[BEGIN SOURCE EXCERPT]

United States

Fulton County lawyers up after voluntary election audit, state decertification of voting machines

(The Center Square) – Pennsylvania’s Fulton County hired an election integrity law firm this week after the state decertified its voting machines following a third party audit conducted earlier this year.

The Amistad Project said affiliated lawyers from Dillon, McCandless, King, Coulter, & Graham LLP will serve as legal counsel for the county’s board of elections as it appeals acting Secretary Veronica Degraffenreid’s decision.

“There was no due process; the secretary just decertified machines,” said Tom King, one of the attorneys hired by the county. “There were no rules at the time they did the audit that would have prohibited what they did.”

The Amistad Project joined former President Donald Trump’s campaign in filing legal challenges that contested the results of the November 2020 election, including in Pennsylvania, that were eventually tossed for lack of evidence. The organization has since spearheaded lawsuits against private election grants that some critics believe were used to influence results in battleground states.

Phil Kline, the project’s director, said Fulton County’s decertification leaves him concerned about a “nationally coordinated effort to intimidate” local officials from working with state lawmakers “in understanding what happened.”

“This is particularly remarkable because the legislature, not the executive branch, has the constitutional responsibility and duty to manage elections,” he said.

He added that attorneys will also defend the county against “ancillary issues that have arisen from the dispute.”

[END SOURCE EXCERPT]
[BEGIN RECORDS]

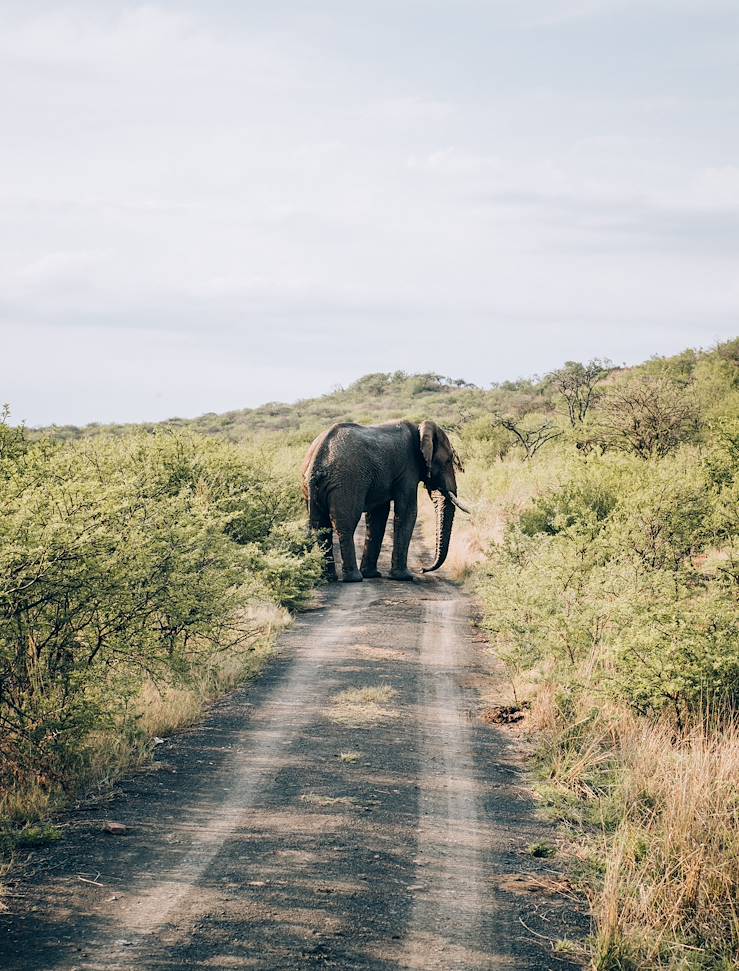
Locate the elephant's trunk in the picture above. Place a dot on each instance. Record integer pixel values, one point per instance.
(444, 520)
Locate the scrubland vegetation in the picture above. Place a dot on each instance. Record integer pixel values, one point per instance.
(138, 564)
(607, 563)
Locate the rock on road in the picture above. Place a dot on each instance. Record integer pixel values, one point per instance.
(254, 844)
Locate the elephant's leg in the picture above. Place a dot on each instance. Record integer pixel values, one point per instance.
(404, 520)
(345, 523)
(375, 522)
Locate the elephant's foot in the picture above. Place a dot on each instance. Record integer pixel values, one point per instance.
(401, 575)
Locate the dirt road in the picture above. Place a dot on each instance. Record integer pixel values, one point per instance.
(303, 827)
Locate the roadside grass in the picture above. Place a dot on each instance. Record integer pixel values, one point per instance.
(167, 709)
(361, 707)
(651, 820)
(156, 710)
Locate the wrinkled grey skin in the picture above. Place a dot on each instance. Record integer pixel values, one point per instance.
(353, 469)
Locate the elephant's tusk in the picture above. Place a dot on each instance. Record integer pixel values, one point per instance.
(458, 504)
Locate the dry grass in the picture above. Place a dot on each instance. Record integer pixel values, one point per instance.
(361, 707)
(655, 817)
(672, 869)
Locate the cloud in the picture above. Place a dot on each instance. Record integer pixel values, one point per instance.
(291, 198)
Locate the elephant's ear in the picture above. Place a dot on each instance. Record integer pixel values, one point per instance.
(427, 433)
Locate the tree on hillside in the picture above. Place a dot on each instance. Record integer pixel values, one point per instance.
(530, 435)
(647, 416)
(577, 385)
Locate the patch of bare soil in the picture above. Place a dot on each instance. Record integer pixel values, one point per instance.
(278, 835)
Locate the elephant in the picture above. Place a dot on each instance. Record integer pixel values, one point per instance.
(352, 469)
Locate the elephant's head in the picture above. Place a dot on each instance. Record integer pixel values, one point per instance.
(440, 461)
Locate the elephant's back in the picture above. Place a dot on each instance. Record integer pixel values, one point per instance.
(323, 449)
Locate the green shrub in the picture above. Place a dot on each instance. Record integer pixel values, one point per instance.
(124, 559)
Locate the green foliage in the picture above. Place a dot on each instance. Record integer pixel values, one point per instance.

[END RECORDS]

INSTRUCTION 1: In the article on Fulton County's voting machines, translate this sentence into Spanish: "There were no rules at the time they did the audit that would have prohibited what they did."
INSTRUCTION 2: According to the article on Fulton County's voting machines, who is the director of the Amistad Project?
INSTRUCTION 3: Retype the passage from the article on Fulton County's voting machines, beginning at the words "(The Center Square)" and stopping after "Veronica Degraffenreid’s decision.".
Work only from the text.

CORRECT RESPONSE 1: No había reglas en el momento en que hicieron la auditoría que hubieran prohibido lo que hicieron.

CORRECT RESPONSE 2: Phil Kline.

CORRECT RESPONSE 3:
(The Center Square) – Pennsylvania’s Fulton County hired an election integrity law firm this week after the state decertified its voting machines following a third party audit conducted earlier this year.

The Amistad Project said affiliated lawyers from Dillon, McCandless, King, Coulter, & Graham LLP will serve as legal counsel for the county’s board of elections as it appeals acting Secretary Veronica Degraffenreid’s decision.